## What the task asks
Could you set down the records below exactly as they are, with no pictures?

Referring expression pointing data
__________________________________________________

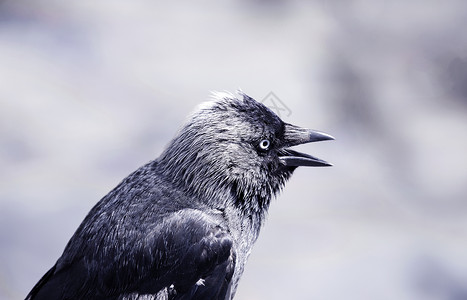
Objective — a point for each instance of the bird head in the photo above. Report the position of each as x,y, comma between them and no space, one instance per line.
237,144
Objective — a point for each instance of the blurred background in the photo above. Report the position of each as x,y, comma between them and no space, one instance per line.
91,90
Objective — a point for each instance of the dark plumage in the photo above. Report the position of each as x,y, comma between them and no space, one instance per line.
182,226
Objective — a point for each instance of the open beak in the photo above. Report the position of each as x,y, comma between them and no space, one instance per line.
294,135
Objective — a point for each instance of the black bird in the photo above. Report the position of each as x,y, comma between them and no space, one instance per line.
183,225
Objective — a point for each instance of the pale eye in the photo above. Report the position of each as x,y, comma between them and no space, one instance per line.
264,144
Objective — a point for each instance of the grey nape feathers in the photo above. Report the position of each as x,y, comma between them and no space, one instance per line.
183,225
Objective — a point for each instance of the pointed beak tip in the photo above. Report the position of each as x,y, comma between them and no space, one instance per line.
317,136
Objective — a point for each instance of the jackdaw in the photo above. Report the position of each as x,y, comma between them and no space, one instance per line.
183,225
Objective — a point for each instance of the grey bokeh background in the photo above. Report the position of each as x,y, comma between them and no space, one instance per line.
90,90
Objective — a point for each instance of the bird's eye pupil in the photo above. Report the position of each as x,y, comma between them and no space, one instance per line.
264,144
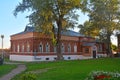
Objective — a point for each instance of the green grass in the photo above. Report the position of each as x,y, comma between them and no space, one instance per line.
4,69
72,70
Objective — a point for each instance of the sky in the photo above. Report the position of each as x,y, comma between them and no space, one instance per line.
9,24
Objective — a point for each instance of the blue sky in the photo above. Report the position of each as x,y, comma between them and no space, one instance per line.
9,24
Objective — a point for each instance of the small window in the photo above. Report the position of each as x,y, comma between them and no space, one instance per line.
62,48
75,48
40,47
28,47
55,58
22,48
47,47
69,48
86,50
18,48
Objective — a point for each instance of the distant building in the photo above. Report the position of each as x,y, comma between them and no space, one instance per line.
30,45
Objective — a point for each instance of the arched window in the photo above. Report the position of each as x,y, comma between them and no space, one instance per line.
40,47
75,48
55,49
62,48
47,47
28,47
13,48
23,48
18,48
100,47
69,48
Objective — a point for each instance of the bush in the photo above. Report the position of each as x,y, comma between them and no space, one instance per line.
102,75
28,76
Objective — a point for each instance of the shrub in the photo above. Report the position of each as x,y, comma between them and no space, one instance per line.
28,76
102,75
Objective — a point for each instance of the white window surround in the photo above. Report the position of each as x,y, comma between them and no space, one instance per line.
23,47
18,48
47,47
62,48
69,48
41,47
13,48
75,48
28,47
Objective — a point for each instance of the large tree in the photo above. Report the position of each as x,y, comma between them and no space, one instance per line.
49,15
105,17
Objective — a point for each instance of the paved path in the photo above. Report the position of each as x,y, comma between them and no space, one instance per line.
10,75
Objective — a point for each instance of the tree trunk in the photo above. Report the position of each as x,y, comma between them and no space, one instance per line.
109,49
59,54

__________________________________________________

## Solution to the exercise
Objective — a point for each instance of the bird head in the photo above. Report the position of each as x,y, comma between them and no space, one instance per line.
237,144
Objective — a point for each instance of the blurred background in the photo above. Report the position of each as x,y, comma between them and no space, one instance per line.
91,90
Objective — a point for each instance of the dark plumage in the photo above. Report the position of each as x,y, comma between them and no space, one instance per line.
182,226
Objective — a point for each instance of the open beak in the photo above. Report the position of each as x,y, comma between them and no space, one instance per line.
294,135
Objective — a point for each instance of the black bird in the photo above. Report the position of each as x,y, comma between them and no space, one instance per line.
183,225
Objective — a point for each instance of the pale eye in the photo above. Report the position of each as x,y, comma between them and no space, one instance per line.
264,144
Objective — a point for each instance of the grey nape feathers in the photo above. Report the position of each as x,y, comma between them and no space, one instance per line.
183,225
Objective — a point for each instance of the pointed beak tip in the photo above. Report the position of each as x,y, comma between them and no space, one instance per line.
317,136
Objective — a point for each instance of the jackdaw in the photo above. Report the position of each as x,y, comma between them and no space, one instance per line.
183,225
Objective — a point for each instance of the grey bokeh background in the photo above. Report the position of each as x,y, comma between them and no space, one instance per line.
90,90
Objective — a point for each instance of the bird's eye pupil in the photo above. Report the position of each as x,y, comma between them and no space, one instance per line.
264,144
Objective — a point for each instance of the green grass in the photo above. Report the position of each as x,y, comma between them and no space, one instance per line.
4,69
72,70
Objective — a point for each instance of the sky in the photo above. Report the position of each as x,y, comma between them and no space, one instance per line.
9,24
Objective — a point for each instance of the blue sky in the photo above. Report the position of each as x,y, comma between them and no space, one instance per line.
9,24
Objective — a point for each instance of the small window in the photo above. Report the position of each as x,y, comma between them and no space, one instance per line.
62,48
75,48
40,47
28,47
55,58
22,48
47,47
69,48
86,50
18,48
Objective — a point for each instance of the distant building in the photo above. Report the position of each as x,y, comma between them and no space, one instance per line.
30,45
Objective — a point for each instance of the arched window in the photo above. Report the position of each as x,y, comma between them and no space, one instance per line.
40,47
75,48
55,49
62,48
47,47
28,47
13,48
23,48
18,48
100,47
69,48
Objective — a point for each instance of the bush in the photo above. Report the position of each as x,y, comma between them and no space, one instance per line.
102,75
28,76
Objective — a point for each instance of the shrub in the photo above. Report the position of each as x,y, comma between them and no space, one instance per line.
28,76
102,75
Objective — a point for each instance of the white window surround in the photo above. Report the position of each as x,y, comma between them and no space, one instance per line.
23,47
18,48
47,47
62,48
69,48
41,47
13,48
75,48
28,47
Objective — a point for each instance of the large tree in the photo above. Report the position of each as x,y, comma between them and no space, one instance per line.
49,15
105,17
Objective — a point for each instance of the paved path in the photo above. Report the position of each as x,y, comma between them and no space, one instance per line.
10,75
Objective — a point for each instance of the tree trunk in the photo above. Report the position of each as x,y, comma between them and no space, one instance per line.
109,49
59,54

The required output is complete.